### WHAT YOU WILL DO
Reproduce the material word for word, starting at the line that contains "segment --target vertical" and stopping after the line that contains "64 107 L 63". Leave the picture out of your copy.

### RAW RECORDS
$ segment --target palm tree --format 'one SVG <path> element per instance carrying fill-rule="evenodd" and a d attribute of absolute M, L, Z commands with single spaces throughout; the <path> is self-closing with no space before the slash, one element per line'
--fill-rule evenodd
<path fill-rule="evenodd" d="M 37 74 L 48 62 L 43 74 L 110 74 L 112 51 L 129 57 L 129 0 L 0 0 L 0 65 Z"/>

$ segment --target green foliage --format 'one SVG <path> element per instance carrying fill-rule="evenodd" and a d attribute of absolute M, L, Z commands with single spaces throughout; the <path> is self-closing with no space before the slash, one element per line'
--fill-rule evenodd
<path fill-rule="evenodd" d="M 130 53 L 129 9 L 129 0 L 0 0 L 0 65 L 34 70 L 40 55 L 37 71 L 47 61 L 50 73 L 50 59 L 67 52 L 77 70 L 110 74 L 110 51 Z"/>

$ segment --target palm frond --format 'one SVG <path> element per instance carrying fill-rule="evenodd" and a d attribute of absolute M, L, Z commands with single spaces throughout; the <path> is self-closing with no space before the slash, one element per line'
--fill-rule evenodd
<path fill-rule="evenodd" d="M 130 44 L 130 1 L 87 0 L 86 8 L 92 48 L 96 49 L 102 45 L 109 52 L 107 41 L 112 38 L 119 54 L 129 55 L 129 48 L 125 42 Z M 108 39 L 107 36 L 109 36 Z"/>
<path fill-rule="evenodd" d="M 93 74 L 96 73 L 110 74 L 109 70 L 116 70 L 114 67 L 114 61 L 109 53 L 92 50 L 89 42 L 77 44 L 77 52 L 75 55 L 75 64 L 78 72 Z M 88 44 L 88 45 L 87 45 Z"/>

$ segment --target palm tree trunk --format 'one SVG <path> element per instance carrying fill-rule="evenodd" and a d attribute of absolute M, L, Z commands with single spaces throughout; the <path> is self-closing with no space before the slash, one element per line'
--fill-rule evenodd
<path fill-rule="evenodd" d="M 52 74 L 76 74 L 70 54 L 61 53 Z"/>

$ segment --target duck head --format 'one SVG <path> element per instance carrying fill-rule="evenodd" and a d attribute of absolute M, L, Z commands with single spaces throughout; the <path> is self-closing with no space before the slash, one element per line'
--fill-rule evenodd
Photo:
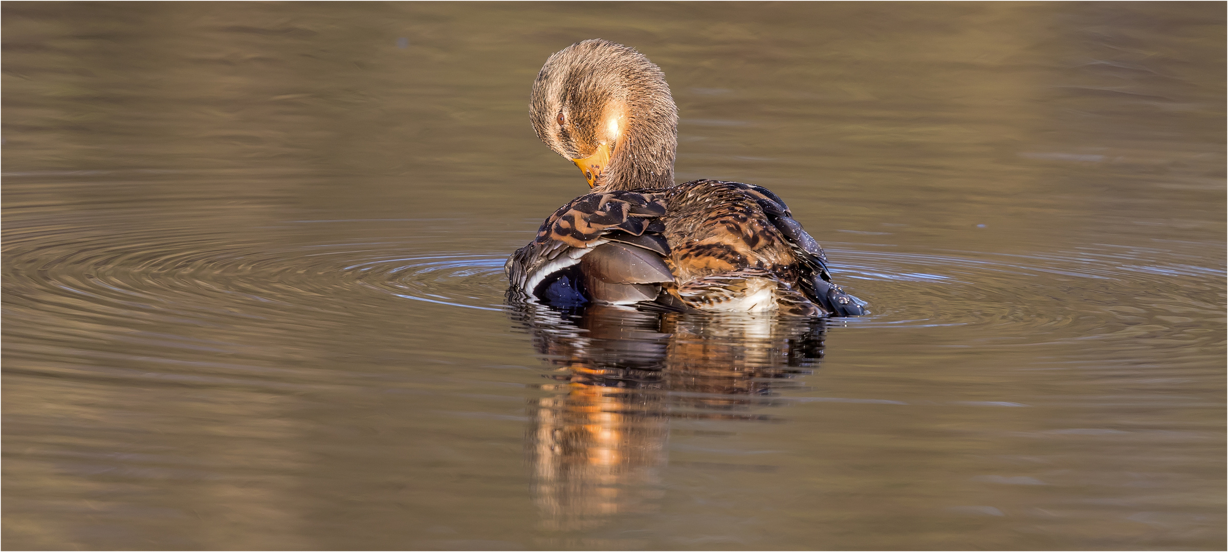
<path fill-rule="evenodd" d="M 592 39 L 556 52 L 533 82 L 529 117 L 589 188 L 674 184 L 678 108 L 661 67 L 634 48 Z"/>

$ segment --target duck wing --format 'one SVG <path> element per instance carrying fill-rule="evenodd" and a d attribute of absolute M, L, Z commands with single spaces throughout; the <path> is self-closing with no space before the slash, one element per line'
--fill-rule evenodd
<path fill-rule="evenodd" d="M 868 303 L 846 293 L 844 288 L 831 282 L 828 256 L 823 251 L 823 247 L 802 228 L 799 222 L 793 220 L 792 211 L 780 196 L 754 184 L 729 184 L 743 186 L 743 190 L 754 197 L 776 229 L 785 236 L 798 260 L 801 272 L 797 278 L 798 287 L 807 297 L 837 316 L 860 316 L 869 313 L 867 310 Z"/>
<path fill-rule="evenodd" d="M 559 207 L 528 245 L 507 260 L 522 296 L 554 304 L 635 303 L 673 281 L 661 232 L 664 194 L 615 190 L 587 194 Z"/>

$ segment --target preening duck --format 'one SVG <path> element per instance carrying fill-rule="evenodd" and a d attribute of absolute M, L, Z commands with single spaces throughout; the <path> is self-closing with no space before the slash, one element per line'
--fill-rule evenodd
<path fill-rule="evenodd" d="M 635 49 L 592 39 L 555 53 L 529 113 L 592 193 L 559 207 L 507 260 L 515 294 L 558 305 L 867 313 L 831 283 L 823 248 L 776 194 L 674 184 L 678 108 L 661 67 Z"/>

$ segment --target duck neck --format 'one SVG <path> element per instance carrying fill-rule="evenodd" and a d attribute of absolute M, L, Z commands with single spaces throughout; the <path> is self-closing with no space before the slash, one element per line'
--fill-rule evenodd
<path fill-rule="evenodd" d="M 678 151 L 678 108 L 666 93 L 628 98 L 632 115 L 610 152 L 600 189 L 634 190 L 674 185 L 674 156 Z"/>

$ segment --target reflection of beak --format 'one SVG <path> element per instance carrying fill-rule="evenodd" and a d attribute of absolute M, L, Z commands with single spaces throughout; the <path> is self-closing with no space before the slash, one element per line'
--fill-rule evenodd
<path fill-rule="evenodd" d="M 597 151 L 593 155 L 585 157 L 582 159 L 571 159 L 580 167 L 580 171 L 585 172 L 585 179 L 588 180 L 588 188 L 597 185 L 597 177 L 602 174 L 605 169 L 605 164 L 610 161 L 610 146 L 602 144 L 597 146 Z"/>

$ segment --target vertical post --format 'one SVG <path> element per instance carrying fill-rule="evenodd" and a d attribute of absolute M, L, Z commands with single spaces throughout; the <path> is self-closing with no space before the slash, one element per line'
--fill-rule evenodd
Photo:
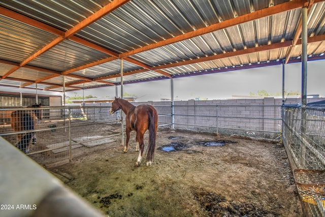
<path fill-rule="evenodd" d="M 175 129 L 174 116 L 174 78 L 171 78 L 171 106 L 172 113 L 172 129 Z"/>
<path fill-rule="evenodd" d="M 284 72 L 285 72 L 285 67 L 284 67 L 284 63 L 285 63 L 285 59 L 282 59 L 282 105 L 284 105 L 285 101 L 285 94 L 284 94 Z"/>
<path fill-rule="evenodd" d="M 306 135 L 306 106 L 307 106 L 307 8 L 303 8 L 302 13 L 302 30 L 301 33 L 302 38 L 302 86 L 301 86 L 301 135 L 304 138 Z M 306 169 L 306 147 L 305 143 L 301 141 L 301 166 L 303 169 Z"/>
<path fill-rule="evenodd" d="M 285 82 L 284 82 L 284 78 L 285 78 L 285 67 L 284 67 L 284 64 L 285 63 L 285 59 L 282 59 L 282 106 L 281 106 L 281 141 L 283 142 L 283 128 L 284 128 L 284 120 L 283 120 L 283 112 L 284 112 L 284 110 L 283 110 L 283 105 L 284 105 L 284 102 L 285 101 L 285 88 L 284 88 L 284 85 L 285 85 Z"/>
<path fill-rule="evenodd" d="M 63 76 L 63 106 L 66 106 L 66 76 Z"/>
<path fill-rule="evenodd" d="M 123 99 L 123 59 L 121 59 L 121 99 Z M 122 135 L 122 145 L 124 146 L 124 123 L 123 122 L 123 112 L 121 111 L 121 134 Z"/>
<path fill-rule="evenodd" d="M 64 107 L 63 109 L 63 125 L 66 126 L 66 76 L 63 76 L 63 106 Z M 51 111 L 51 110 L 50 110 Z M 70 111 L 68 112 L 68 116 L 70 118 Z M 67 132 L 67 129 L 64 128 L 64 132 Z M 71 142 L 69 141 L 69 142 Z"/>
<path fill-rule="evenodd" d="M 307 9 L 303 8 L 302 13 L 302 86 L 301 86 L 301 103 L 303 106 L 307 105 Z"/>
<path fill-rule="evenodd" d="M 69 115 L 69 161 L 71 162 L 72 160 L 72 146 L 71 143 L 71 110 L 69 109 L 68 114 Z M 65 118 L 64 118 L 65 119 Z"/>
<path fill-rule="evenodd" d="M 20 92 L 20 106 L 22 106 L 22 92 Z"/>
<path fill-rule="evenodd" d="M 219 134 L 219 129 L 218 128 L 218 106 L 217 105 L 215 106 L 215 109 L 216 109 L 216 127 L 217 128 L 216 133 L 217 136 Z"/>
<path fill-rule="evenodd" d="M 39 96 L 37 94 L 37 83 L 35 84 L 35 86 L 36 87 L 36 104 L 39 104 Z"/>
<path fill-rule="evenodd" d="M 82 84 L 82 106 L 85 106 L 85 83 Z"/>

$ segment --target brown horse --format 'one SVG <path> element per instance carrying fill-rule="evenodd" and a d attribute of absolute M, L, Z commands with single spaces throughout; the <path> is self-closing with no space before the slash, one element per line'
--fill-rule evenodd
<path fill-rule="evenodd" d="M 158 127 L 157 111 L 150 105 L 139 105 L 136 107 L 126 100 L 115 97 L 115 99 L 112 103 L 110 114 L 113 114 L 115 112 L 120 109 L 122 109 L 126 115 L 125 117 L 126 144 L 124 149 L 124 152 L 127 152 L 128 140 L 130 138 L 131 131 L 136 131 L 137 132 L 136 151 L 139 150 L 139 145 L 140 149 L 138 160 L 136 162 L 136 166 L 140 166 L 144 147 L 143 135 L 147 130 L 149 130 L 147 166 L 151 165 L 152 163 L 154 148 L 156 145 L 156 135 Z"/>
<path fill-rule="evenodd" d="M 42 104 L 32 105 L 27 108 L 40 108 Z M 36 119 L 42 119 L 42 110 L 40 109 L 15 111 L 11 113 L 11 128 L 16 132 L 30 131 L 35 129 Z M 36 137 L 34 132 L 17 134 L 18 142 L 16 146 L 24 152 L 28 152 L 28 146 L 32 138 L 32 143 L 36 144 Z"/>

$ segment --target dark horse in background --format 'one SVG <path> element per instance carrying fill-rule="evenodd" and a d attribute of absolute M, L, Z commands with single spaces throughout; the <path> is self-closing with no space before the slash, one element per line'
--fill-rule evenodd
<path fill-rule="evenodd" d="M 124 149 L 124 153 L 127 152 L 128 140 L 130 138 L 131 131 L 136 131 L 137 148 L 136 151 L 139 150 L 140 145 L 140 151 L 139 153 L 138 160 L 136 162 L 136 166 L 140 166 L 144 147 L 143 135 L 147 130 L 149 130 L 147 166 L 151 165 L 152 163 L 152 159 L 154 153 L 156 136 L 158 128 L 157 111 L 150 105 L 139 105 L 136 107 L 126 100 L 115 97 L 114 101 L 112 103 L 110 114 L 113 114 L 115 112 L 120 109 L 122 109 L 126 115 L 125 117 L 126 144 Z"/>
<path fill-rule="evenodd" d="M 41 104 L 32 105 L 27 108 L 40 108 Z M 42 119 L 42 110 L 33 109 L 15 111 L 11 113 L 11 127 L 14 131 L 25 131 L 35 129 L 36 119 Z M 36 144 L 36 137 L 34 132 L 20 133 L 17 135 L 18 142 L 16 146 L 25 153 L 28 152 L 28 146 L 32 138 L 32 143 Z"/>

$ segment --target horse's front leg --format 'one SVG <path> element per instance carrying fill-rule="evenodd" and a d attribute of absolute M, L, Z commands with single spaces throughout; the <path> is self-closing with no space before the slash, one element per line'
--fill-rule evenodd
<path fill-rule="evenodd" d="M 127 149 L 128 148 L 128 141 L 130 140 L 131 133 L 131 130 L 126 128 L 126 130 L 125 131 L 125 134 L 126 134 L 126 143 L 125 144 L 125 146 L 124 147 L 124 150 L 123 151 L 123 152 L 124 152 L 124 153 L 126 153 L 127 152 Z"/>
<path fill-rule="evenodd" d="M 137 147 L 136 147 L 136 151 L 139 151 L 139 142 L 137 141 Z"/>

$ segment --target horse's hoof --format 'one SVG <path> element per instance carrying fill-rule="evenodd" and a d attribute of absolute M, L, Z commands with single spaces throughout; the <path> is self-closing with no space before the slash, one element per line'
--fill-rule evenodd
<path fill-rule="evenodd" d="M 151 164 L 152 163 L 151 161 L 148 161 L 147 162 L 147 166 L 151 166 Z"/>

### EXERCISE OUTPUT
$ segment --target vertical post --format 'one SVG <path> element per instance carrying fill-rule="evenodd" and a d attribute of absolute M, L, Z commands with single spaces throughout; the <path> is self-closing with no space before the slash, one element per line'
--fill-rule evenodd
Photo:
<path fill-rule="evenodd" d="M 175 129 L 174 116 L 174 78 L 171 78 L 171 106 L 172 113 L 172 129 Z"/>
<path fill-rule="evenodd" d="M 284 72 L 285 72 L 285 67 L 284 67 L 284 63 L 285 63 L 285 59 L 282 59 L 282 105 L 284 105 L 285 101 L 285 94 L 284 94 Z"/>
<path fill-rule="evenodd" d="M 306 135 L 306 106 L 307 106 L 307 8 L 303 8 L 302 13 L 302 30 L 301 33 L 302 38 L 302 86 L 301 86 L 301 135 L 304 138 Z M 306 169 L 306 147 L 305 143 L 301 141 L 301 166 L 303 169 Z"/>
<path fill-rule="evenodd" d="M 285 82 L 284 82 L 284 78 L 285 78 L 285 67 L 284 67 L 284 64 L 285 63 L 285 59 L 282 59 L 282 106 L 281 106 L 281 141 L 283 142 L 283 128 L 284 128 L 284 120 L 283 120 L 283 112 L 284 112 L 284 110 L 283 110 L 283 105 L 284 105 L 284 102 L 285 101 L 285 88 L 284 88 L 284 85 L 285 85 Z"/>
<path fill-rule="evenodd" d="M 63 76 L 63 106 L 66 106 L 66 76 Z"/>
<path fill-rule="evenodd" d="M 123 99 L 123 59 L 121 59 L 121 99 Z M 122 135 L 122 145 L 124 146 L 124 123 L 123 122 L 123 112 L 121 111 L 121 134 Z"/>
<path fill-rule="evenodd" d="M 64 107 L 63 109 L 63 125 L 66 126 L 66 76 L 63 76 L 63 106 Z M 51 111 L 51 110 L 50 110 Z M 70 111 L 68 112 L 68 116 L 70 118 Z M 67 132 L 67 129 L 64 128 L 64 132 Z M 71 142 L 69 141 L 69 142 Z"/>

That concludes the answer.